== Set exercise ==
Turn the rows below into a numbered list with blank lines left out, beginning at the line that contains "Target: green bush" and continuing through the last line of the rows.

== Data lines ==

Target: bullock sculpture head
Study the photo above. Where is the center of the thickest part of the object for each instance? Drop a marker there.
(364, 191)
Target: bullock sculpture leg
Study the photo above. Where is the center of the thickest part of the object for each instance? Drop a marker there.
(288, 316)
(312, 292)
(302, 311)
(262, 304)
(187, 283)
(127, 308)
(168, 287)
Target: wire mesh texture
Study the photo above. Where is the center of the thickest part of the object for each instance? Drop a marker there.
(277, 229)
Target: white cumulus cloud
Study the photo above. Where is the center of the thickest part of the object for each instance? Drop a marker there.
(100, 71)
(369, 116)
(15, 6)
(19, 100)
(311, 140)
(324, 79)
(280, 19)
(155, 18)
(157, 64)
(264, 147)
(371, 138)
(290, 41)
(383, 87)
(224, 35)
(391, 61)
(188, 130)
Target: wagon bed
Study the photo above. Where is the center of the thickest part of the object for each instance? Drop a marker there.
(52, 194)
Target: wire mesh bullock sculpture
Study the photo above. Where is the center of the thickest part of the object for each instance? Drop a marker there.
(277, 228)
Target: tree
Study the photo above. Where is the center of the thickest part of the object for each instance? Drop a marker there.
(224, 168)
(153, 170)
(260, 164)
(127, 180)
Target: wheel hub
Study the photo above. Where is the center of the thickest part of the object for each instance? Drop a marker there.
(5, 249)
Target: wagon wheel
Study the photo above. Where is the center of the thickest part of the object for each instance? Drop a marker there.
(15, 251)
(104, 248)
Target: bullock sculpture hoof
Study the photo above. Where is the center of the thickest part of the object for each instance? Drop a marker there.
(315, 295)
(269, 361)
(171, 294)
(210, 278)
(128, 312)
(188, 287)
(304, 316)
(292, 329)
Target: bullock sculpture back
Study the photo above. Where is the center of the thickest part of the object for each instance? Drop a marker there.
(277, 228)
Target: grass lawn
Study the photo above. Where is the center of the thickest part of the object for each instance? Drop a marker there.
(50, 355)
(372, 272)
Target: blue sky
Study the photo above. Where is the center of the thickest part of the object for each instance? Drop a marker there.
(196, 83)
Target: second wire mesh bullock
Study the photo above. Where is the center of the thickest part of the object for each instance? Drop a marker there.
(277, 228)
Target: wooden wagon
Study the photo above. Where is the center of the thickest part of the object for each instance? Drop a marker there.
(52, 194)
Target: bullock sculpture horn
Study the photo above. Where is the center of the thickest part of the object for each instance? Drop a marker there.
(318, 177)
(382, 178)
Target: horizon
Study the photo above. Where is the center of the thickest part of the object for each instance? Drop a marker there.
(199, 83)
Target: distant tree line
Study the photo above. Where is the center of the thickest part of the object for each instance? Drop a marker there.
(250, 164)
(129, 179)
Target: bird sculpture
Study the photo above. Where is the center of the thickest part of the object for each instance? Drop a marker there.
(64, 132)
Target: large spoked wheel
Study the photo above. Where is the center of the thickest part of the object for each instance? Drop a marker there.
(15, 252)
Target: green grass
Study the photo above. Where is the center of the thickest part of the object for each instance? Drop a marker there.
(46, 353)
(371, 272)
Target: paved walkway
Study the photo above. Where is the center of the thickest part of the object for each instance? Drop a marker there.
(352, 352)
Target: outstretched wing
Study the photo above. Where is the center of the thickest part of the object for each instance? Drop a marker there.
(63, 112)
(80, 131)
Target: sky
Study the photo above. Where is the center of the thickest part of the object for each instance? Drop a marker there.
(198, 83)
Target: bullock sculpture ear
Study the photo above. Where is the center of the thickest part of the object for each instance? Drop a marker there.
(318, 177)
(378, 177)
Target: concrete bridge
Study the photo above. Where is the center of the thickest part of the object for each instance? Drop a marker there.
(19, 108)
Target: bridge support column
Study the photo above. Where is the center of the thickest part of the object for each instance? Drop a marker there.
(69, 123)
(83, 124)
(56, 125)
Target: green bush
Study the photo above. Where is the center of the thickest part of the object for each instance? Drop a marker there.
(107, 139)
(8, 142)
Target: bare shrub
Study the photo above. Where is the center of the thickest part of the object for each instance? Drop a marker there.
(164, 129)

== Result of this task ==
1. Target: green bush
2. Study the photo above. Where is the center of the thickest part of the object for each instance? Drop a marker there.
3. (107, 139)
4. (8, 142)
5. Target: bare shrub
6. Study the photo above. Where is the center of the thickest part of the object for each instance? Drop a marker there.
7. (164, 129)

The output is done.